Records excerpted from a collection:
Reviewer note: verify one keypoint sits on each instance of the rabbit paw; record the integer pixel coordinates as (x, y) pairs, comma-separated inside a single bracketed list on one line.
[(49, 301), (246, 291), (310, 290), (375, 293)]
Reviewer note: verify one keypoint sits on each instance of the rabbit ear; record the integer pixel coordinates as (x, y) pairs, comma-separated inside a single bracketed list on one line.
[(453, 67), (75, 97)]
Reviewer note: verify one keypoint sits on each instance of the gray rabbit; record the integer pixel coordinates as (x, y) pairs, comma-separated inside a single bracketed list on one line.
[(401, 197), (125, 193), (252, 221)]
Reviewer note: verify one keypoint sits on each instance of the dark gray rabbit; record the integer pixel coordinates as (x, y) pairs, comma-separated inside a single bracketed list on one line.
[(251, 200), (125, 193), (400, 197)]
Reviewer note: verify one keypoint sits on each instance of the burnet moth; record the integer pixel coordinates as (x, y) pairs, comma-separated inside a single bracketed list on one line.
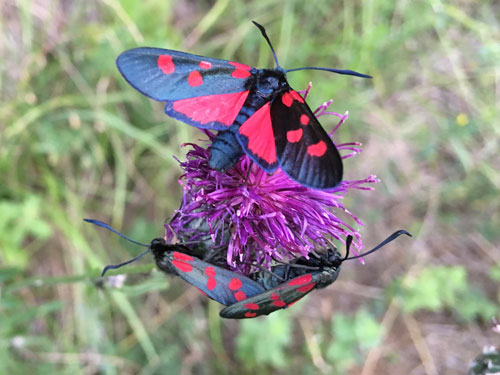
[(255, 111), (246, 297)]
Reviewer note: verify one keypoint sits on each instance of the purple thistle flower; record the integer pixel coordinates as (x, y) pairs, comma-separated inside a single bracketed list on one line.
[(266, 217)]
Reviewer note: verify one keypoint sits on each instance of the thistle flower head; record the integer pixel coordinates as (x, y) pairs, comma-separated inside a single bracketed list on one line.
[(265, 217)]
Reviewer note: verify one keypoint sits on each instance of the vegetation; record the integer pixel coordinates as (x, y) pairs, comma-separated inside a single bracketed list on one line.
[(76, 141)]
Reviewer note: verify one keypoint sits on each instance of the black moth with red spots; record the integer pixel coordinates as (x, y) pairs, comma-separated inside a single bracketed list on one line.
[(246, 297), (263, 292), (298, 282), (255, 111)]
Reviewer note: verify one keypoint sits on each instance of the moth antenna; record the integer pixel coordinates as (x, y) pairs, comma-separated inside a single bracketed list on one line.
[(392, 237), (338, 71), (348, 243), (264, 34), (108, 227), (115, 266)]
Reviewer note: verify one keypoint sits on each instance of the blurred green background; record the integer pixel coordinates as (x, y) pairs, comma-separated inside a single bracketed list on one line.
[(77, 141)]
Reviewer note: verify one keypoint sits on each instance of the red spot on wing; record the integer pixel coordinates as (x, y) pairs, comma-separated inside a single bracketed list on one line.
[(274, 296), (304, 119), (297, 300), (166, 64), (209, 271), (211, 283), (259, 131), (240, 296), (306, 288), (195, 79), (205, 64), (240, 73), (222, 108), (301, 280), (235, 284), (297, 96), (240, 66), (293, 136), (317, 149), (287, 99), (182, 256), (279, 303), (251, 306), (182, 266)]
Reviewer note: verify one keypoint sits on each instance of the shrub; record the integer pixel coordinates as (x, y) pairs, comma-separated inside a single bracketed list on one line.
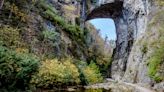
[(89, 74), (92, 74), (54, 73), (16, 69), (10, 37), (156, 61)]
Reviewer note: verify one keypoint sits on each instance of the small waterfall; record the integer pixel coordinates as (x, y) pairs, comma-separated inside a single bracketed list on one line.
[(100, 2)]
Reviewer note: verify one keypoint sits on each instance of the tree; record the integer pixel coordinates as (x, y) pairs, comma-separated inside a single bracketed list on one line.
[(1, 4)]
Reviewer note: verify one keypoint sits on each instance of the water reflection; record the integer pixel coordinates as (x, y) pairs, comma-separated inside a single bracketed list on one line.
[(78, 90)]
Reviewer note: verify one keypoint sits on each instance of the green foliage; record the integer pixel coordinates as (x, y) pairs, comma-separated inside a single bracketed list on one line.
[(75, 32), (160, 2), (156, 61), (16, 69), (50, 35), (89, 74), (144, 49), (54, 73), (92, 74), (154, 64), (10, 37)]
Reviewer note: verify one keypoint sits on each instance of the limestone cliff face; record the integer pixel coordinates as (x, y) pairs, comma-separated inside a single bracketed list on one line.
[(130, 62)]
---
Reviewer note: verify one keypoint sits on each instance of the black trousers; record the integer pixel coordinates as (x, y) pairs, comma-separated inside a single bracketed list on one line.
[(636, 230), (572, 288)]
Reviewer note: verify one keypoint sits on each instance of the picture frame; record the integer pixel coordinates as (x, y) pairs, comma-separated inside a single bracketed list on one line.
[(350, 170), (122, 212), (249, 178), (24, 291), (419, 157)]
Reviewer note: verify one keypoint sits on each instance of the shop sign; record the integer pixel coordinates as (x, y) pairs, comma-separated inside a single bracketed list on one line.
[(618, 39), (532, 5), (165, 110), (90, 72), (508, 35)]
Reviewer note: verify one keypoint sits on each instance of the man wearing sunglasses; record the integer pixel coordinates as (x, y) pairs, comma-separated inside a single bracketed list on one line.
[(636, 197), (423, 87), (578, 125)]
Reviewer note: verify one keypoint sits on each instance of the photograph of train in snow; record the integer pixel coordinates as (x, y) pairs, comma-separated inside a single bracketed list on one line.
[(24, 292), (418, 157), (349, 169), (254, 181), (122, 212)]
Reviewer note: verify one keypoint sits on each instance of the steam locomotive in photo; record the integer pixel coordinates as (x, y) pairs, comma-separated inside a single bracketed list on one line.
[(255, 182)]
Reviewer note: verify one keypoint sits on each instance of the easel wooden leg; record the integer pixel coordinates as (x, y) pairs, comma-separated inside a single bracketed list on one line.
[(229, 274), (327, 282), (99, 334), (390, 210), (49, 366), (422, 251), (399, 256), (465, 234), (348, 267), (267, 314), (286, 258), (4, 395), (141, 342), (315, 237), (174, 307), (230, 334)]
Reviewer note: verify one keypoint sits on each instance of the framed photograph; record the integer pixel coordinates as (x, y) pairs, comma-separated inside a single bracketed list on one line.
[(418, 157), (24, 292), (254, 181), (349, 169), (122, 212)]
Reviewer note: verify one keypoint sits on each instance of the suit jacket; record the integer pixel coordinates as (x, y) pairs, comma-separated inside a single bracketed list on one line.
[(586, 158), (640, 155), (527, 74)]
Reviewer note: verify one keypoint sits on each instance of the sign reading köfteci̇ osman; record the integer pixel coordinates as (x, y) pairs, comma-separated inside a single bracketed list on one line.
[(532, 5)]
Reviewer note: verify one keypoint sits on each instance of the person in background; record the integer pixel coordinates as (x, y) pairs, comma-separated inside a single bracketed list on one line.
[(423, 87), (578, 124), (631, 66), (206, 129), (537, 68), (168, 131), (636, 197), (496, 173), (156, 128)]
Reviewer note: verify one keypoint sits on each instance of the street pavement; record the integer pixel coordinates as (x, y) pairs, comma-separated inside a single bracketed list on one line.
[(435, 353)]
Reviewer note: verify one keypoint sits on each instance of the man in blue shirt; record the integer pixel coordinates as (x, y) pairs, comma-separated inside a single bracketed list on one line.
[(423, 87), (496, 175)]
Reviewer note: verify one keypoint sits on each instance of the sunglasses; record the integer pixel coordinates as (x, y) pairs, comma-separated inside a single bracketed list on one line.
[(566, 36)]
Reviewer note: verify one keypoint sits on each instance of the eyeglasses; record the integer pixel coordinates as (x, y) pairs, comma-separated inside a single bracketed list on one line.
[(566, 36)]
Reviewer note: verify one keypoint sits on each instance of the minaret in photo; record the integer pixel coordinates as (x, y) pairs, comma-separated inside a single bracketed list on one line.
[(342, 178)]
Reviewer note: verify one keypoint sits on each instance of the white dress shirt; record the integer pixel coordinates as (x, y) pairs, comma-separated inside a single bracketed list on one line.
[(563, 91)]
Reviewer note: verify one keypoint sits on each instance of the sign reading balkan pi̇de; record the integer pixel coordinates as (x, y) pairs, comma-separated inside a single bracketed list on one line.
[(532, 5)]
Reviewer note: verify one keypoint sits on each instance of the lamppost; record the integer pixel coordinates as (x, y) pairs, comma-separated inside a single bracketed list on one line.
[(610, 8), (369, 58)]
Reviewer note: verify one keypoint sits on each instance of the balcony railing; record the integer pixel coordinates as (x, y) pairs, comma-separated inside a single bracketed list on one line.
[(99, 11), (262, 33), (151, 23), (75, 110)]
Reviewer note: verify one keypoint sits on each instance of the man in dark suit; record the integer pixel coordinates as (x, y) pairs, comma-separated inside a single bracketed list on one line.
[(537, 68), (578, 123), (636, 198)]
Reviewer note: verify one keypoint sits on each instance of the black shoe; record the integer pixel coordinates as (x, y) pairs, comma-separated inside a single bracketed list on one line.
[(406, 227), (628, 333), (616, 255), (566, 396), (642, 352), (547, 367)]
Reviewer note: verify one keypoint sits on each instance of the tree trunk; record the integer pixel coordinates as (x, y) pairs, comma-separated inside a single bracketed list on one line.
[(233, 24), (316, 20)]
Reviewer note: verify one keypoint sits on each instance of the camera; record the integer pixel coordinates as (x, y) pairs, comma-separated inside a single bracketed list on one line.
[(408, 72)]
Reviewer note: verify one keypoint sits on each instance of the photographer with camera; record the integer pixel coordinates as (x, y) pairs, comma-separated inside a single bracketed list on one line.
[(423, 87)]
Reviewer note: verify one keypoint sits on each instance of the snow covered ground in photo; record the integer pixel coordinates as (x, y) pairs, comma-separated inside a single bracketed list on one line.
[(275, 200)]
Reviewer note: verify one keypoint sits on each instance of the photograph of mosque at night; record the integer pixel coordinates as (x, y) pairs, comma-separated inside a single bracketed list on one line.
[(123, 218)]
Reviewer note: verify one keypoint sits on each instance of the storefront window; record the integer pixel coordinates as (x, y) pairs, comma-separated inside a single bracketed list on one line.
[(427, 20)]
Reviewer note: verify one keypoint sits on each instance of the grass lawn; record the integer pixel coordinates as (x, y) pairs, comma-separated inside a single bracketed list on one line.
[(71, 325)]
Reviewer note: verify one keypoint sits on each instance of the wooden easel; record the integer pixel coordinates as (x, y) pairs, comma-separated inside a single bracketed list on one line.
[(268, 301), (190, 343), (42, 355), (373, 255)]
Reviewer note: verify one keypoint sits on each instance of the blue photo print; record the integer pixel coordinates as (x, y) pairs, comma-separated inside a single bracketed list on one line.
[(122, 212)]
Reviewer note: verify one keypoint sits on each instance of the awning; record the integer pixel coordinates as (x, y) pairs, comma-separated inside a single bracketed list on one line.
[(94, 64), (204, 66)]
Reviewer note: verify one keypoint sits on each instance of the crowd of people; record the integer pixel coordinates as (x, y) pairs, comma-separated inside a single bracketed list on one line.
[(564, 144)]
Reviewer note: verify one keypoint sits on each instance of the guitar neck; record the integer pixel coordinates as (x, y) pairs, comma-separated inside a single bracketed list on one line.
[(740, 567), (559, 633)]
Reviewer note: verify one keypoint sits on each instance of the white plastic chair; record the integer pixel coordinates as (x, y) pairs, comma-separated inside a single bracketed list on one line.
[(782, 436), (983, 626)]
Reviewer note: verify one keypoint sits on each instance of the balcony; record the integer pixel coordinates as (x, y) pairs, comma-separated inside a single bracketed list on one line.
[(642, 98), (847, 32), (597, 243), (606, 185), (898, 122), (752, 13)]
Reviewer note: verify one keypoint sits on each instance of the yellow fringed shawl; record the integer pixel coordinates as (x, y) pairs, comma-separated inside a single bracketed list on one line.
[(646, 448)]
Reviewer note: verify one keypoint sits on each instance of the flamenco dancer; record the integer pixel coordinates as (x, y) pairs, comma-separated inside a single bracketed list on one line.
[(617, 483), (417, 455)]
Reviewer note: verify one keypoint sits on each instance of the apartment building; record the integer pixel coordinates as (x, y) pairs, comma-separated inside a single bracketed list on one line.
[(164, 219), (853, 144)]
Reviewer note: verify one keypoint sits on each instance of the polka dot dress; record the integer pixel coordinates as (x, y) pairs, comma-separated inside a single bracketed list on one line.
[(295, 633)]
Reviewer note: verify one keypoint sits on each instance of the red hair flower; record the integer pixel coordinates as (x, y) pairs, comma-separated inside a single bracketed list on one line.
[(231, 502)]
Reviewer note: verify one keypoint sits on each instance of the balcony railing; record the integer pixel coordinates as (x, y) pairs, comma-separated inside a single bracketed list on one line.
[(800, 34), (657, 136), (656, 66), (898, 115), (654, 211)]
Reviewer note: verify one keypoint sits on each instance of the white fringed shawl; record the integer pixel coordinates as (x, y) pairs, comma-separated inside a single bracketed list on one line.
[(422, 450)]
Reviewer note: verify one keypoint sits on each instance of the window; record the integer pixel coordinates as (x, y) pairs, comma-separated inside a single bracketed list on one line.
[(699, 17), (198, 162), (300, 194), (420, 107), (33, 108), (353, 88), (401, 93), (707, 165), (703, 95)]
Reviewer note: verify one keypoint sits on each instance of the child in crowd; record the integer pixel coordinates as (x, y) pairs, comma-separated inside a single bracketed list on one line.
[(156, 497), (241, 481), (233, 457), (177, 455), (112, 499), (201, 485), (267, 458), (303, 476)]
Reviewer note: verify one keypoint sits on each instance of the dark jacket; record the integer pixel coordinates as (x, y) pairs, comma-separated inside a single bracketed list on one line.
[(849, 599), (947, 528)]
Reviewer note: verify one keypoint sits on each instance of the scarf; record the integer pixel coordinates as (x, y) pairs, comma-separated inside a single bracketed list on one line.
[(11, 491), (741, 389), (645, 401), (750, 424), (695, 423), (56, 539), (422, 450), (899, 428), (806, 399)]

**BRIEF:** Reproduce the lines of the listing verbatim, starting at the line that contains "of the picture" and ending at the line that contains "[(255, 182)]", with both of those lines included.

**EXPECTED OUTPUT:**
Reviewer note: verify one keypoint sits on each instance of the picture frame; record the integer pixel coordinates as (x, y) pairs, comma-separated inside a single bracketed list on one line.
[(350, 170), (122, 212), (249, 178), (24, 291), (419, 157)]
Reviewer note: verify one keypoint sits on each instance of the shop sign; record the integer pixel coordinates as (x, y) pairs, comma-separated inside a single bracketed list on one line.
[(618, 39), (532, 5), (165, 110), (90, 72), (508, 35)]
Reviewer note: verify one keypoint sits on each instance of the man wearing sunglasses; record the integer pixel coordinates as (x, y) pairs, comma-separated inside a single bracketed list on one line.
[(636, 197), (423, 87), (578, 125)]
Reviewer note: verify one keypoint sits on each instance of the photograph of train in snow; record the integer pixel coordinates as (x, y) pairs, comma-separated inside a single bracketed list on one line.
[(24, 292), (418, 157), (349, 169), (254, 181), (122, 212)]
Reviewer note: verify one keypoint sits on each instance of the steam locomotive in photo; record the integer pixel coordinates as (x, y) pairs, comma-separated inside a single bracketed list on one line.
[(255, 182)]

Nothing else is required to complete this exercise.